Page text:
*** Block opens ***

The jail coalition consists of members of the community who are concerned with deaths at the Montgomery County Jail, calling the deaths at the jail a crisis.
The coalition has called on the county to take action to prevent deaths at the jail, particularly calling on a reconsideration of its contract with Naphcare.
Montgomery County Sheriff Rob Streck said his office is pleased with the work of Naphcare’s local team of healthcare providers.
“But we’re not happy with how long (inmates) are being watched at a hospital,” Streck said.
More time with direct supervision in a clinical setting could make a difference for inmates detoxing or at risk of overdose, he said.
Safety measures, challenges
Streck said the deaths at Montgomery County Jail are not caused by new drugs flooding into the facility.
“They’re using, then coming in,” Streck said. “Hours, even days later their bodies are giving up. This is the sickest, most mentally ill and most addicted population the jail has ever seen.”
The Montgomery County Sheriff’s Office uses body scanners and K9 dogs to keep drugs out of the jail. Inmates are changed into their jail uniforms immediately, too.
All mail coming into the jail is scanned and presented electronically as another safety precaution. Visitations are also done by kiosk or iPad, with no face-to-face visits. All of these are methods to deter drugs from entering the facility, said Streck.
His office is also continually looking into new safety-centric technology, as the kind of drugs that gain popularity are growing increasingly more powerful in small doses.
Xylazine is increasingly an issue, for example. Xylazine is used to cut fentanyl, and the substance is resistant to Narcan.
Streck said inmates who are dying of drug-related issues are passing away in their sleep. Jail staff cannot wake inmates up every hour.
State inspections, reporting
The Ohio Department of Rehabilitation and Correction (ODRC), which oversees Ohio’s incarceration system, tracks the deaths reported in the state’s jails. According to data the newspaper obtained through a public records request, roughly 20 deaths have been reported in Ohio jails in the first half of this year.
This figure is in pace with the total number of inmate deaths in Ohio last year: 44.
Montgomery County Jail has passed all of its recent inspections and was re-accredited by the American Correctional Institution in 2020.

*** Block closes ***

Task requirements:
1. From the article on jail deaths, list every measure the sheriff's office uses to keep drugs out of the jail.
2. Answer these questions from the article on jail deaths:
(a) What substance is used to cut fentanyl and resists Narcan?
(b) How many inmate deaths were there in Ohio last year?
(c) In what year was the Montgomery County Jail re-accredited?
3. Carry the article on jail deaths forward from its final sentence.

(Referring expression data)
*** Block opens ***

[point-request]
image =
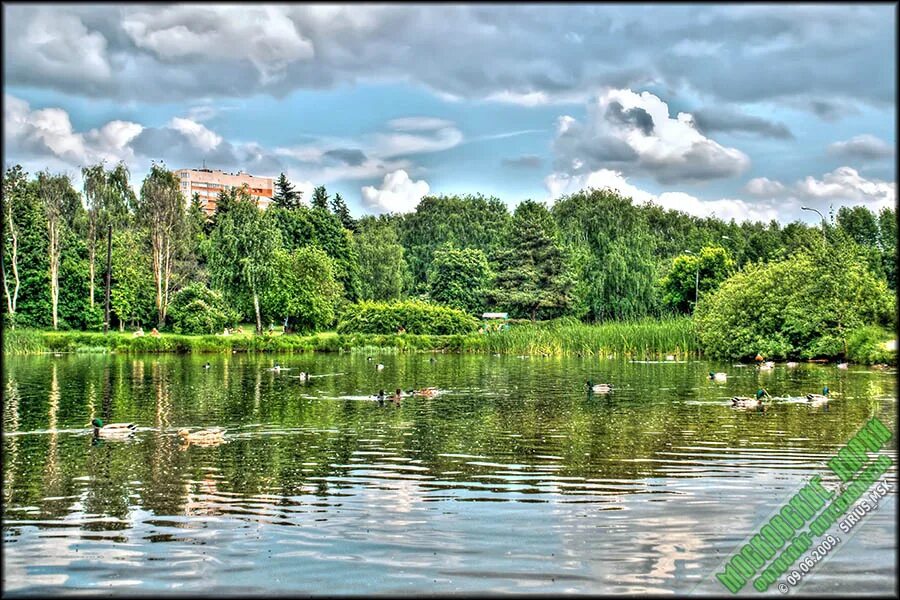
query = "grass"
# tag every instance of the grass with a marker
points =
(639, 338)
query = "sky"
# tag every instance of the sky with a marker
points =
(744, 112)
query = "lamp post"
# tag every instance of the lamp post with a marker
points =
(820, 215)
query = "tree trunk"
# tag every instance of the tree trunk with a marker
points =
(256, 308)
(91, 264)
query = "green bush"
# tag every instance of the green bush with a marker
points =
(866, 345)
(805, 306)
(415, 317)
(197, 309)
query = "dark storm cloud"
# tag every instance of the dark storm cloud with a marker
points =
(638, 117)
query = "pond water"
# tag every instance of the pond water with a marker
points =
(511, 479)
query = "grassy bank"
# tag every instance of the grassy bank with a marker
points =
(643, 338)
(648, 338)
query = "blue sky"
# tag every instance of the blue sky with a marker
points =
(746, 112)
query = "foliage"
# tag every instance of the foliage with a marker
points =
(302, 288)
(459, 278)
(383, 272)
(196, 309)
(242, 249)
(533, 279)
(412, 316)
(463, 221)
(285, 194)
(320, 198)
(801, 307)
(612, 254)
(692, 274)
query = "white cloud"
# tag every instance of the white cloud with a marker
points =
(635, 133)
(48, 134)
(198, 134)
(764, 187)
(398, 193)
(725, 208)
(264, 35)
(867, 147)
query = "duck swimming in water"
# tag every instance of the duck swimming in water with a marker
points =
(202, 437)
(598, 388)
(745, 402)
(112, 429)
(816, 399)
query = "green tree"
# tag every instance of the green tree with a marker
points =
(242, 250)
(107, 194)
(60, 203)
(533, 280)
(804, 306)
(693, 274)
(383, 271)
(343, 213)
(459, 278)
(302, 289)
(320, 198)
(15, 190)
(285, 194)
(463, 221)
(132, 294)
(162, 210)
(613, 254)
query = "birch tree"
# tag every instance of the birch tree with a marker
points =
(162, 209)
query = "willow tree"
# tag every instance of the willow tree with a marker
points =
(57, 198)
(162, 209)
(106, 198)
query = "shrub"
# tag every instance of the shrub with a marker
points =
(414, 317)
(805, 306)
(197, 309)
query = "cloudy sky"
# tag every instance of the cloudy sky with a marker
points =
(738, 111)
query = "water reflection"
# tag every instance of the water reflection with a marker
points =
(512, 479)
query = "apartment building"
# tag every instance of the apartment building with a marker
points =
(207, 183)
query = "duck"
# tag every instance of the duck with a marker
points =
(112, 429)
(203, 436)
(427, 392)
(598, 388)
(818, 398)
(745, 402)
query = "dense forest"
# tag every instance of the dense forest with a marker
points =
(592, 256)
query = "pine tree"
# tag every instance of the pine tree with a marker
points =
(343, 213)
(285, 194)
(532, 280)
(320, 198)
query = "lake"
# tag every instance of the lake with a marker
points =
(511, 479)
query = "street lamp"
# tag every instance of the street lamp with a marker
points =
(820, 215)
(696, 278)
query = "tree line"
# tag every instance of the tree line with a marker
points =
(593, 255)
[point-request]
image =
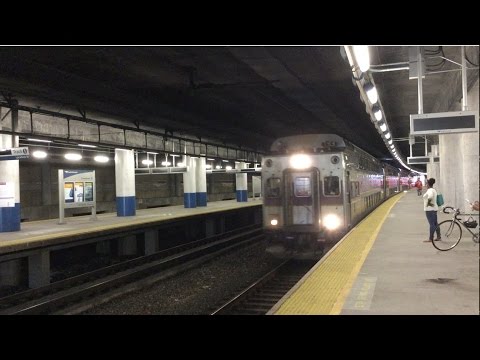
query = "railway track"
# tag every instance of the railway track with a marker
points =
(76, 289)
(261, 296)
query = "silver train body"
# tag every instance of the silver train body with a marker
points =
(317, 187)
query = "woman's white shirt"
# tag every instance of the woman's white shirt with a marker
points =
(430, 194)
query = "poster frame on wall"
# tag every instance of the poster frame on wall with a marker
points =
(72, 186)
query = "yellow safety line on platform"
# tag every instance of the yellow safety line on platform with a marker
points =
(324, 292)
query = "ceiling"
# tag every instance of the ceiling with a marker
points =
(243, 95)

*** Block closes ***

Your written answers:
1.
- Body scanners
- K9 dogs
- Changing inmates into jail uniforms immediately
- Scanning all incoming mail and presenting it electronically
- Holding visitations by kiosk or iPad, with no face-to-face visits

2.
(a) Xylazine
(b) 44
(c) 2020

3.
ODRC sends inspectors to Ohio’s facilities annually. To be deemed “compliant” by the state, jails must meet all standards deemed “essential” by ODRC and at least 90% of standards that are labeled as “important.”
In its inspections since 2019, Montgomery County Jail met all essential standards annually and only failed to meet standards for between five and eight of the more than 120 important standards.
These standards that weren’t passed included notes about jail capacity, cell space and some minor maintenance issues in the older portion of the jail, according to ODRC inspection reports.
The 2022 inspection report said the Montgomery County Jail’s capacity is 903 inmates. On the date of the jail inspection, there were 573 inmates incarcerated.
The Ohio Department of Rehabilitation and Correction recommended housing capacity for the jail is 443.
Seeking solutions for a short-term facility
Streck said plans are underway for revising a portion of the jail property to include a mental health facility and medical exam space.
Overall, the jail is not set up like a hospital. Medical staff at the jail have spaces to conduct assessments, but the facility doesn’t have an “infirmary” space for patients.
“We were designed to be a pre-trial, short-term facility,” Streck said. “We don’t have the facilities to directly deal with this.”
Curington said this kind of facility would be “a great compromise” and a step in the right direction.
“Change is a process,” she said. “It will take time.”